=== Task directions ===
Output every entry exactly as written.

══════════════════════════════

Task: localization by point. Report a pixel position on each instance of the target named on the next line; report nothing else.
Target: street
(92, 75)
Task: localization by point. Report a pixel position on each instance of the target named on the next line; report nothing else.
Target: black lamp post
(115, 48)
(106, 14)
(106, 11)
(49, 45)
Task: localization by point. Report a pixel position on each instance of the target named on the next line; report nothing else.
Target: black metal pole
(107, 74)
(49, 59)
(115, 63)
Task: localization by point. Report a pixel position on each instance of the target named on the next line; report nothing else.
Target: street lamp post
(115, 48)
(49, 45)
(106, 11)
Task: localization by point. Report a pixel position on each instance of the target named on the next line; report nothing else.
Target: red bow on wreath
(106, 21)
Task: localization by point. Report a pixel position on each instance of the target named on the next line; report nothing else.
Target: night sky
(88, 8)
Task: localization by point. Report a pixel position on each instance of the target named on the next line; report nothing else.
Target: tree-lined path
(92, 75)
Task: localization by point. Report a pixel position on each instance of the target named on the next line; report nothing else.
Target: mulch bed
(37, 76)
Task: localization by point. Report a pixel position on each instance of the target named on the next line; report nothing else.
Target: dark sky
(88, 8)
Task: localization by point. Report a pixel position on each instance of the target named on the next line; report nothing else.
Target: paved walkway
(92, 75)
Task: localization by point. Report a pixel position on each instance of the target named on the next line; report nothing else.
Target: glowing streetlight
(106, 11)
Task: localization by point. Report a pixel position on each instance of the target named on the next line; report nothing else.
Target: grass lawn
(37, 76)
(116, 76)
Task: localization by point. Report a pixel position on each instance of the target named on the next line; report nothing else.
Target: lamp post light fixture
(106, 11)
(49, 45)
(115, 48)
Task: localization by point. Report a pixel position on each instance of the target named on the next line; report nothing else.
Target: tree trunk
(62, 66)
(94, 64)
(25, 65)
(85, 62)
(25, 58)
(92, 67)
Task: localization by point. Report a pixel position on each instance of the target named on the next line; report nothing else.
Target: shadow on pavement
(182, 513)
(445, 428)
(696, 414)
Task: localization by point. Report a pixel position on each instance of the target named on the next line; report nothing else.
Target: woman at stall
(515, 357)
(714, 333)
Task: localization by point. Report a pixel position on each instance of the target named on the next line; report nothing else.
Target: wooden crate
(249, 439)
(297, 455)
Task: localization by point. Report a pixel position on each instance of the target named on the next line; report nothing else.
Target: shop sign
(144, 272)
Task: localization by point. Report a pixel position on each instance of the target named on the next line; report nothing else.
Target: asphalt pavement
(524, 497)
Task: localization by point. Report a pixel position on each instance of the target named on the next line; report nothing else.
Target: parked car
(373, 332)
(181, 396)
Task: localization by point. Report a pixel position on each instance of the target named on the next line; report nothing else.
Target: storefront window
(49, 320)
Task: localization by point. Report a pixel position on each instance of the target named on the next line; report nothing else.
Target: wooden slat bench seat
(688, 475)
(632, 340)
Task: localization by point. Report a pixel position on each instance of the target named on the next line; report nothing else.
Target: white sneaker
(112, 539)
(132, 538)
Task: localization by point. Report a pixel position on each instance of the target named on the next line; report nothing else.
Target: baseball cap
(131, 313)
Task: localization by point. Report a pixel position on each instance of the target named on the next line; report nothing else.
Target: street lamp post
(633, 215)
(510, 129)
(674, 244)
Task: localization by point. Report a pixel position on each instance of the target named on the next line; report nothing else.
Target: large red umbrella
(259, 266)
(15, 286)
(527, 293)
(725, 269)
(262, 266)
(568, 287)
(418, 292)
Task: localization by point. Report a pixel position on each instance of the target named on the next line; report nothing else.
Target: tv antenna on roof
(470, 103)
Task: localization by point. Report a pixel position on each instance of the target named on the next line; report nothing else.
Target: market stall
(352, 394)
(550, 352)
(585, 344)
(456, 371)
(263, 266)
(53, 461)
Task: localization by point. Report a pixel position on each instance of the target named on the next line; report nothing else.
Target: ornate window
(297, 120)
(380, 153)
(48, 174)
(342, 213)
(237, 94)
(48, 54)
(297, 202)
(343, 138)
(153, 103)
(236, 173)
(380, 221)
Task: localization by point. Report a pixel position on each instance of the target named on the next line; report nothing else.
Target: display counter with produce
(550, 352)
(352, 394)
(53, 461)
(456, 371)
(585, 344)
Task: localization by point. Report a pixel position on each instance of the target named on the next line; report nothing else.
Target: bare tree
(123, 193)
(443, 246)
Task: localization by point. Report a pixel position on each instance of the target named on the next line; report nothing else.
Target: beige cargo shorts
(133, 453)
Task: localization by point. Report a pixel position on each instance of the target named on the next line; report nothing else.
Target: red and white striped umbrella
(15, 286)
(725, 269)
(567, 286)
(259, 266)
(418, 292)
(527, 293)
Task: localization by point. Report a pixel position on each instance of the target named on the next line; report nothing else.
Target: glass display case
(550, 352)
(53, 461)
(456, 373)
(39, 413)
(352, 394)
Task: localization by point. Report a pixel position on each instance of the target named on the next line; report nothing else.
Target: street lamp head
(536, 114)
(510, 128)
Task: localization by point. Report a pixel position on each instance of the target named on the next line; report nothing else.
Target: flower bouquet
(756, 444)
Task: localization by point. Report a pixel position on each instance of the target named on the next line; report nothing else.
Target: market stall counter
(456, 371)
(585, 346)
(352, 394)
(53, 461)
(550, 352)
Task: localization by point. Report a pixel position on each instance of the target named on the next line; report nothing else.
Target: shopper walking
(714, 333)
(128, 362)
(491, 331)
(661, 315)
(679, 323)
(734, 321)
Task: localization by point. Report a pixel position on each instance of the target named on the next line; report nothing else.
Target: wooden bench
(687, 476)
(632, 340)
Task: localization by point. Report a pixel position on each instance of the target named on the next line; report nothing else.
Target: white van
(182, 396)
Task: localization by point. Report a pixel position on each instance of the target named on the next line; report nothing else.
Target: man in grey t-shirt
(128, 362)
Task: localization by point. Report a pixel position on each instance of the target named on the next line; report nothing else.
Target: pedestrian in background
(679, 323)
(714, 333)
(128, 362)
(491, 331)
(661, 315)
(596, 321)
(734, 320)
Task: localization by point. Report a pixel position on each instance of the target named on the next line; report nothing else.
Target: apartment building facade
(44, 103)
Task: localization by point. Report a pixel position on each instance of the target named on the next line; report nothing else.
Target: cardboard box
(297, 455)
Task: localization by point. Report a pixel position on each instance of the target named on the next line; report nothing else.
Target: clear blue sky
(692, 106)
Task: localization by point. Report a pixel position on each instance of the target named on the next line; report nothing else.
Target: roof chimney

══════════════════════════════

=== Answer to this exercise ===
Task: localization by point. Report a pixel position on each instance of the target named on the next line; report nothing else.
Target: street
(92, 75)
Task: localization by point. Report a pixel position on each instance of the target named on the next line; report nothing else.
Target: black lamp post
(115, 48)
(106, 14)
(106, 11)
(49, 45)
Task: localization by point. Report a pixel position on each instance of the target named on the next line; report nothing else.
Target: black metal pole
(107, 74)
(49, 59)
(115, 63)
Task: localization by point. Report a pixel position on each instance of the target named on the next line; report nothing else.
Target: street lamp post
(115, 48)
(49, 45)
(106, 11)
Task: localization by point. Report a pixel position on each instance of the target named on the next line; report nothing else.
Target: red bow on wreath
(106, 21)
Task: localization by point. Report a pixel position on each instance of the target named on the next line; report nothing else.
Target: night sky
(88, 8)
Task: localization by point. Report a pixel position on each instance of the target named on the next line; report nothing else.
Target: tree-lined path
(92, 75)
Task: localization by point. Report a pixel position on each instance of the target named on the next line; report nothing else.
Target: mulch bed
(37, 76)
Task: localization by point. Report a pixel position on each instance of the target named on the next line; report nothing else.
Target: dark sky
(88, 8)
Task: localization by point. Report a pixel position on each instance of the target named on the next line; report nothing else.
Target: paved walkway
(92, 75)
Task: localization by point. Report a pixel position on each instance of the target named on the next line; report nothing else.
Target: glowing streetlight
(106, 11)
Task: localization by point. Report a pixel position on each instance of the target named on the next line; report nothing else.
Target: grass lawn
(37, 76)
(116, 76)
Task: localization by point. Report a pixel position on each instance of the target named on the next line; report nothing else.
Target: lamp post light fixture
(106, 11)
(49, 45)
(115, 48)
Task: localization by point. Report a pixel position on each instance of the target named on the next line; report nothing else.
Target: tree trunk
(62, 66)
(94, 64)
(25, 65)
(85, 62)
(25, 58)
(92, 67)
Task: localization by point. Report a pixel position on each instance of the target named on the next line; report nothing else.
Target: shadow on pavement
(182, 513)
(445, 428)
(696, 414)
Task: localization by point. Report a pixel position on each instance of the target named on the next line; report nothing else.
Target: woman at stall
(515, 357)
(714, 333)
Task: localization by point. Report a pixel position on each instance of the target named on the next line; report nothing else.
Target: wooden crate
(249, 439)
(297, 455)
Task: localization by point. Report a pixel position on each instance of the target named on the next line; report nothing else.
Target: shop sign
(144, 272)
Task: localization by point. Report a pixel position on each instance of the target named on the next line; report nothing else.
Target: asphalt pavement
(524, 497)
Task: localization by point. Report a pixel position on each instance of the target named on the next line; report nothing else.
Target: parked car
(373, 332)
(181, 396)
Task: localization by point. Report a pixel position on each instance of the target named on the next line; report nothing else.
Target: storefront window
(49, 320)
Task: localization by point. Report a pixel position on each instance of the target named on the next line; report nothing else.
Target: wooden slat bench seat
(688, 475)
(632, 340)
Task: localization by point. Report a pixel position on each instance of the target named on the next line; report nothing else.
Target: white sneaker
(112, 539)
(132, 538)
Task: localization by point. Report a pixel position on each instance of the target named on the next line; report nothing else.
Target: baseball cap
(131, 313)
Task: localization by point. Report a pixel position on each instance of the target named on the next line; report nothing else.
Target: street lamp post
(633, 215)
(510, 129)
(674, 244)
Task: localization by point. Report a pixel position on each instance of the target named on the next line; report nothing else.
Target: large red umbrella
(259, 266)
(15, 286)
(527, 293)
(725, 269)
(262, 266)
(568, 287)
(418, 292)
Task: localization by point. Report a pixel position on each instance of the target named on the next line; report nothing else.
Target: tv antenna on roof
(470, 103)
Task: localization by point. Report a pixel position on each instance of the target named on the next line; report nothing else.
Target: market stall
(352, 394)
(550, 352)
(585, 344)
(456, 371)
(263, 266)
(53, 461)
Task: localization by point. Report a pixel position on each instance of the target named on the next line; report nothing else.
Target: ornate window
(297, 120)
(380, 153)
(48, 174)
(342, 213)
(237, 94)
(48, 54)
(297, 202)
(343, 138)
(153, 103)
(236, 173)
(380, 221)
Task: localization by point. Report a pixel position on each instance of the target named on the next line; report nothing else.
Target: display counter with produce
(550, 352)
(352, 394)
(53, 461)
(456, 371)
(585, 344)
Task: localization by point. Report a pixel position on each instance of the target named on the next line; report nothing else.
Target: bare tree
(123, 193)
(443, 246)
Task: localization by point. Report a pixel position on each instance of the target named on the next line; report nothing else.
Target: beige cargo shorts
(133, 453)
Task: localization by point. Report a pixel position on each instance of the target named on the next line; report nothing else.
Target: red and white striped umbrella
(15, 286)
(725, 269)
(567, 286)
(259, 266)
(418, 292)
(527, 293)
Task: localization by point. Report a pixel position on each instance of the target named on the next line; report nothing else.
Target: glass display case
(550, 352)
(53, 461)
(456, 373)
(39, 413)
(352, 394)
Task: localization by point. Report a pixel position on each instance of the target named on the next line; report nothing else.
Target: street lamp head
(536, 114)
(510, 128)
Task: localization by point. Report a pixel position on each instance of the target named on the next line; report nothing else.
Target: flower bouquet
(756, 444)
Task: localization by point. Report a pixel position on each instance of the target named on the next line; report nothing else.
Target: market stall counter
(456, 371)
(585, 346)
(352, 394)
(53, 461)
(550, 352)
Task: localization by point. Report a pixel position on each instance of the target named on the next line; report nothing else.
Target: shopper walking
(714, 333)
(128, 362)
(491, 331)
(661, 315)
(679, 323)
(734, 321)
Task: localization by point. Report a pixel position on each instance of the target named on the next line; report nothing else.
Target: wooden bench
(687, 476)
(632, 340)
Task: localization by point. Report a pixel position on each instance of the target named on the next line; report nothing else.
Target: white van
(182, 396)
Task: localization by point. Report a pixel position on each instance of the target named on the next line; report nothing else.
Target: man in grey t-shirt
(128, 362)
Task: localization by point. Report a pixel position on each instance of the target named on the next line; report nothing else.
Target: pedestrian in background
(679, 323)
(714, 333)
(128, 362)
(491, 331)
(661, 315)
(596, 321)
(734, 320)
Task: localization by point. Report a pixel position on each instance of the target named on the next line; report nothing else.
Target: apartment building facade
(44, 103)
Task: localization by point. Report a pixel position on each instance of the target named on the next line; report nothing else.
Target: cardboard box
(297, 455)
Task: localization by point. Report a pixel position on each instance of the target named on the next line; report nothing else.
Target: clear blue sky
(692, 106)
Task: localization by point. Report a pixel position on each instance of the target named on the next line; report nothing else.
Target: roof chimney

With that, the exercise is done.